> [Exercise data]:
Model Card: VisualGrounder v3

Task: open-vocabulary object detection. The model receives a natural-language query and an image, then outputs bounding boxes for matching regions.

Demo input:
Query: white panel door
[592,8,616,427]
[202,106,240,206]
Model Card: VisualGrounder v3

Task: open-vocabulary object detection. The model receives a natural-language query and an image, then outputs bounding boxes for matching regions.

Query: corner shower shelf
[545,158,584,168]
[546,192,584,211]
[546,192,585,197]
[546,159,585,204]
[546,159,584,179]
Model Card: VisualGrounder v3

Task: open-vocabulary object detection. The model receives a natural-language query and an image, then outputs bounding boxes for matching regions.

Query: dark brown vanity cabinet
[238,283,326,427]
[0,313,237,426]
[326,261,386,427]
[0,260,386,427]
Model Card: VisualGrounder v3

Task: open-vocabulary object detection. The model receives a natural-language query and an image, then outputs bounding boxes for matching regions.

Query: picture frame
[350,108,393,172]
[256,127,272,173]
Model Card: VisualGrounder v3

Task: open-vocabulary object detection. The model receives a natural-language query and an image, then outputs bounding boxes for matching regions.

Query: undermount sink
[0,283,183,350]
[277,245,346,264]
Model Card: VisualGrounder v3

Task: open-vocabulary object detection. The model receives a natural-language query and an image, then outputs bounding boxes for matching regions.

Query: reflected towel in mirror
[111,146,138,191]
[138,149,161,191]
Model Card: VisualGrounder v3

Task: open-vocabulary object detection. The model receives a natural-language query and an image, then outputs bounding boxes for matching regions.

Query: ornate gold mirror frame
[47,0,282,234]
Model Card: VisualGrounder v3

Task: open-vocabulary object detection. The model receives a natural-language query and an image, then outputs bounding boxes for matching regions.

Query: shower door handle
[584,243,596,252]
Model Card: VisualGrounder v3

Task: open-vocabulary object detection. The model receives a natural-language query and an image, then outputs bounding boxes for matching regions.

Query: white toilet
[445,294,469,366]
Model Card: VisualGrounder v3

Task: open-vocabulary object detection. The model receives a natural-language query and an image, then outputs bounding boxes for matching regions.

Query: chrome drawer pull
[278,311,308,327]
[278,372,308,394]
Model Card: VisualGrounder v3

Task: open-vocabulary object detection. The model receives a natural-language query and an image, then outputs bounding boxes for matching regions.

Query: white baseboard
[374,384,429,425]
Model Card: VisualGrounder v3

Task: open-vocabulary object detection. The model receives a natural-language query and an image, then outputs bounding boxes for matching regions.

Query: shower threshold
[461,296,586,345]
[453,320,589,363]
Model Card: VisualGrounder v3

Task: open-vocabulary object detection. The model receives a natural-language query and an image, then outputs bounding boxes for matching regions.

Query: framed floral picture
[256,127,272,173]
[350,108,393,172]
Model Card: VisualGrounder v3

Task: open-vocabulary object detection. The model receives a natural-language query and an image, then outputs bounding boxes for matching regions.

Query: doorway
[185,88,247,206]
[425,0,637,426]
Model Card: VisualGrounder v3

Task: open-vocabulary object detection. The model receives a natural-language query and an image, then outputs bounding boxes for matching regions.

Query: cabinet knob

> [What needs to be done]:
Give back exactly the lines from the one containing "Query: framed floral picture" through the end of the listing above, with both ends included and nothing added.

> [Response]:
Query: framed floral picture
[256,127,272,173]
[350,108,393,172]
Model Card: VisualGrounder v3

Task: open-vocabulary object detection. The model receives a natural-language query and an image, then outputs bounding boxes for matching regions.

Query: doorway
[185,88,247,206]
[425,0,637,426]
Model Card: VisualGrounder v3

Task: open-vocabulary object detection. The model receives a natural-language query and an image, then outputs bounding boxes for matching regions.

Query: cabinet knob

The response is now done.